Supplied text -
________________

I can look back on my life and see where the storms have come.  I can remember the tears and the several times that I cried out to You, Lord.  I can remember those hard times, but I also, still to this day, can feel the strength that I gained from that experience.  I still carry the faith that I learned from dealing with that trial.  And I can see several times where I have handled situations differently because through past trials I have learned lessons that make me better at handling trials now that I am older.

"Consider it pure joy, my brothers, whenever you face trials of many kinds, because you know that the testing of your faith develops perseverance.  Perseverance must finish its work so that you may be mature and complete, not lacking anything."  James 1:2-4

I am frustrated in myself, Lord, for always believing that every problem is the end of the world.  I act like there is no solution, no way out.  I act with no faith.  Why do I doubt You?  I should know that everything is going to be okay because never have You steered me wrong.  Never have You left me alone, and never have You given up on me. 

Lord, please help me to face my trials with joy like You say to do in James.  Help me to allow You to mold and make me to where I am lacking nothing, even if that means having to face storms to get there.  It is much easier said than done when it comes to dealing with the storms in my life, but I have faith knowing that no matter what pain I will bear I will not have to bear it alone.  You are my strength.  You are my reason for living and You are what gets me through each storm.  I pray that as the storms come I am focused on You instead of the lightning and thunder.  I pray that I never lose sight of You and I pray that I handle the storm with faith.  I pray that I make You proud, and I pray that I enjoy the perseverance that I gain from having faced the storm.  I love You, Lord.  In Jesus name, Amen.

Thursday, September 12, 2013

My Yoke Is Easy And My Burden Is Light

Matthew 11:28-30

Dear Heavenly Father,

Thank you for another amazing day.  It's nap time here and both of my children are sound asleep in their rooms.  It has been a blessing from You that they both are such good afternoon nappers.  It gives this Mama a chance to catch up on things, including my time with You.

"Come to me, all you who are weary and burdened, and I will give you rest.  Take My yoke upon you and learn from Me, for I am gentle and humble in heart, and you will find rest for your souls.  For My yoke is easy and My burden is light."  Matthew 11:28-30

This is one of those popular verses in the Bible that many people turn to for comfort when they are going through life's troubles.  This verse is meant for everyone in the world because I don't know a single person who is not weary and feeling burdened.  You gave us a glorious world to live in and due to our sin it has become such a hard place to live, and You knew that and that is why You gave us this verse.

________________

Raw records
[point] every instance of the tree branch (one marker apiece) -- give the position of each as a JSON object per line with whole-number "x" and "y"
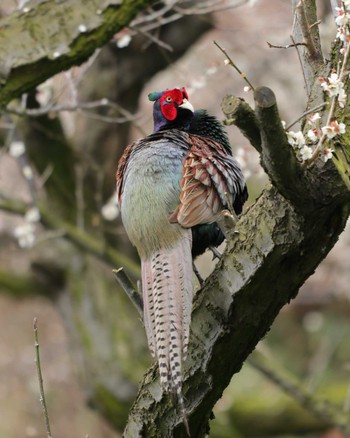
{"x": 55, "y": 44}
{"x": 79, "y": 237}
{"x": 238, "y": 298}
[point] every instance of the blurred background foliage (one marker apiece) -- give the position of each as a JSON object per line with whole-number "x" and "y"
{"x": 92, "y": 341}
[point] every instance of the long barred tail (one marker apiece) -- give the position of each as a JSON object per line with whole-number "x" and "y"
{"x": 167, "y": 284}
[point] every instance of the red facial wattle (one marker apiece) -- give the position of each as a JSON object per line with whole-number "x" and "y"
{"x": 170, "y": 101}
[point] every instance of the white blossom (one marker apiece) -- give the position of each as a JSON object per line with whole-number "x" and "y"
{"x": 44, "y": 91}
{"x": 110, "y": 210}
{"x": 327, "y": 154}
{"x": 123, "y": 41}
{"x": 32, "y": 215}
{"x": 342, "y": 18}
{"x": 312, "y": 135}
{"x": 313, "y": 118}
{"x": 305, "y": 153}
{"x": 82, "y": 28}
{"x": 333, "y": 129}
{"x": 296, "y": 138}
{"x": 27, "y": 172}
{"x": 25, "y": 235}
{"x": 333, "y": 86}
{"x": 17, "y": 148}
{"x": 342, "y": 98}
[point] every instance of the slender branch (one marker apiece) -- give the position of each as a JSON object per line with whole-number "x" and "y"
{"x": 40, "y": 379}
{"x": 304, "y": 114}
{"x": 230, "y": 61}
{"x": 239, "y": 113}
{"x": 305, "y": 27}
{"x": 287, "y": 46}
{"x": 342, "y": 73}
{"x": 79, "y": 237}
{"x": 278, "y": 158}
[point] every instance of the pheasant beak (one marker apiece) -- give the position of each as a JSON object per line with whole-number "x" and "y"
{"x": 186, "y": 105}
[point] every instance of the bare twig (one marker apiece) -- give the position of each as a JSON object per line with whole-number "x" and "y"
{"x": 310, "y": 111}
{"x": 287, "y": 46}
{"x": 342, "y": 73}
{"x": 82, "y": 239}
{"x": 40, "y": 378}
{"x": 305, "y": 29}
{"x": 300, "y": 62}
{"x": 230, "y": 61}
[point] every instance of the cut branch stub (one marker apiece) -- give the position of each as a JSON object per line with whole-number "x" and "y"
{"x": 239, "y": 113}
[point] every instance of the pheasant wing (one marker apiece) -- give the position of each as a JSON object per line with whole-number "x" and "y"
{"x": 211, "y": 181}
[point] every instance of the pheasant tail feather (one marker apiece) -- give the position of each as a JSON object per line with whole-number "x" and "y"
{"x": 167, "y": 283}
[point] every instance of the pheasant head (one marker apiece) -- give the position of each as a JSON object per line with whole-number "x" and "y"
{"x": 171, "y": 109}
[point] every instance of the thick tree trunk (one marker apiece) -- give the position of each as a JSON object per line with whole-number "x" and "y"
{"x": 278, "y": 242}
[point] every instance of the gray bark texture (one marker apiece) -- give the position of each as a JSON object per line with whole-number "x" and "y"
{"x": 276, "y": 245}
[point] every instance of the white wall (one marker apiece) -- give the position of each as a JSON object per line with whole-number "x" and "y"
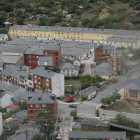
{"x": 1, "y": 124}
{"x": 5, "y": 100}
{"x": 57, "y": 81}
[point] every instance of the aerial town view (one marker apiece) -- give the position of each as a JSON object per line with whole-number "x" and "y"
{"x": 69, "y": 69}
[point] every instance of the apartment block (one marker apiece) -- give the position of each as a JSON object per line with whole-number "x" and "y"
{"x": 39, "y": 102}
{"x": 67, "y": 33}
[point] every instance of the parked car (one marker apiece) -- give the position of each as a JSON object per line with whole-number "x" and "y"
{"x": 73, "y": 106}
{"x": 59, "y": 119}
{"x": 70, "y": 100}
{"x": 115, "y": 81}
{"x": 60, "y": 97}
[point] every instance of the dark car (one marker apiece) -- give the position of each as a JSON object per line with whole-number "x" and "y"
{"x": 60, "y": 97}
{"x": 70, "y": 100}
{"x": 73, "y": 106}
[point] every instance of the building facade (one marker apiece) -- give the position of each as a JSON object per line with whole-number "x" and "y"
{"x": 39, "y": 102}
{"x": 67, "y": 33}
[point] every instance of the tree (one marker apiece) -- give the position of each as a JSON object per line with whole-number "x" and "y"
{"x": 2, "y": 19}
{"x": 73, "y": 113}
{"x": 23, "y": 106}
{"x": 7, "y": 8}
{"x": 46, "y": 120}
{"x": 19, "y": 21}
{"x": 97, "y": 113}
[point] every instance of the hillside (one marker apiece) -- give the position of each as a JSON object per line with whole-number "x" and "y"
{"x": 114, "y": 14}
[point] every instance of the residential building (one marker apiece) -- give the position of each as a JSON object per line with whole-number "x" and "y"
{"x": 89, "y": 92}
{"x": 31, "y": 57}
{"x": 18, "y": 118}
{"x": 88, "y": 124}
{"x": 19, "y": 78}
{"x": 46, "y": 62}
{"x": 1, "y": 66}
{"x": 125, "y": 42}
{"x": 67, "y": 33}
{"x": 81, "y": 135}
{"x": 39, "y": 102}
{"x": 1, "y": 124}
{"x": 3, "y": 38}
{"x": 116, "y": 57}
{"x": 5, "y": 99}
{"x": 131, "y": 91}
{"x": 11, "y": 107}
{"x": 48, "y": 81}
{"x": 53, "y": 50}
{"x": 104, "y": 72}
{"x": 77, "y": 62}
{"x": 69, "y": 70}
{"x": 102, "y": 53}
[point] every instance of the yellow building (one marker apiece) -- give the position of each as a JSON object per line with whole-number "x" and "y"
{"x": 67, "y": 33}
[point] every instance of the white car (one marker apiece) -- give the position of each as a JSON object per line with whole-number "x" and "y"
{"x": 59, "y": 137}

________________

Task list -
a) Pull out every line of the listing that contains the string "tail", matching case exactly.
b) Resume the devotional text on trials and rest in faith, picking up right after its final sentence.

Written answers -
a)
[point] every instance of the long barred tail (one marker apiece) -- give the position of each as a JSON object per line with whole-number "x" and "y"
[point] every instance of the pheasant tail feather (one marker apiece) -- give the position of each as a JSON object per line with whole-number "x" and "y"

b)
Everyone has their own set of struggles and burdens.  Everyone is facing trials that are impossible to carry alone.  My husband and I have gotten to where we enjoy watching the show Cops at night.  It amazes us when we watch how these people act and the dumb decisions that they make.  For example, we saw an episode where police set up an undercover cop as a prostitute to walk the streets.  Men would drive up and tell her what they want, then she would tell them to meet her behind the building where instead of the prostitute a group of cops would show up..  There was one particular man that I will never forget.  He had to be at least 65 years old and did like all the others.  He stopped to talk to the undercover cop prostitute, then he drove behind the building to wait for her but, of course, the cops showed up instead.  This man was obviously heartbroken.  You could tell he instantly regretted his decision and was all of a sudden worried about his wife whom he had dropped off at Wal-Mart and needed to pick up in 15 minutes.  The man kept asking, "Do you think my wife will find out about this?....Do you think my wife will find out about this?"  This story reminded me that these aren't just actors doing dumb things on TV to make us laugh but actual human beings who have made very bad decisions probably as a result of facing their burdens alone.  It is impossible to handle the worldly burdens without You, Lord. 

I believe that there are several ways that You give us the strength to make it through this world. 

1.  Our Christian family.  Those wonderful people that we make a point to go see every Sunday to encourage and receive encouragement.  They are there to send cards or texts, give a hug, or say a prayer.  They are the warriors fighting alongside us and are dependable to be there in our time of need, just like we should be there for them.

2.  The Bible.  You give us amazing verses like Matthew 11:28-30 to lift us up in our time of need and remind us of Your amazing love.  You give us guidelines to follow to make life easier and You show us how to straighten up our life after we have fallen away from those guidelines.  You send us love letters through Your Word along with giving us pep talks, constructive criticism, pats on the back, and stories from the good ole days of those who have struggled just like us and conquered it. 

3.  The Holy Spirit.  You give us this gift to help us through those times when we basically need picked up and carried.  The thought of facing the battle of losing a loved one absolutely terrifies me and I honestly have no idea how I would handle it, but I've heard from enough people that know from experience that when a time like that comes we become filled with almost a supernatural strength to get through it.  That strength is none other than Your amazing Holy Spirit.  It's just another version of You living inside of me.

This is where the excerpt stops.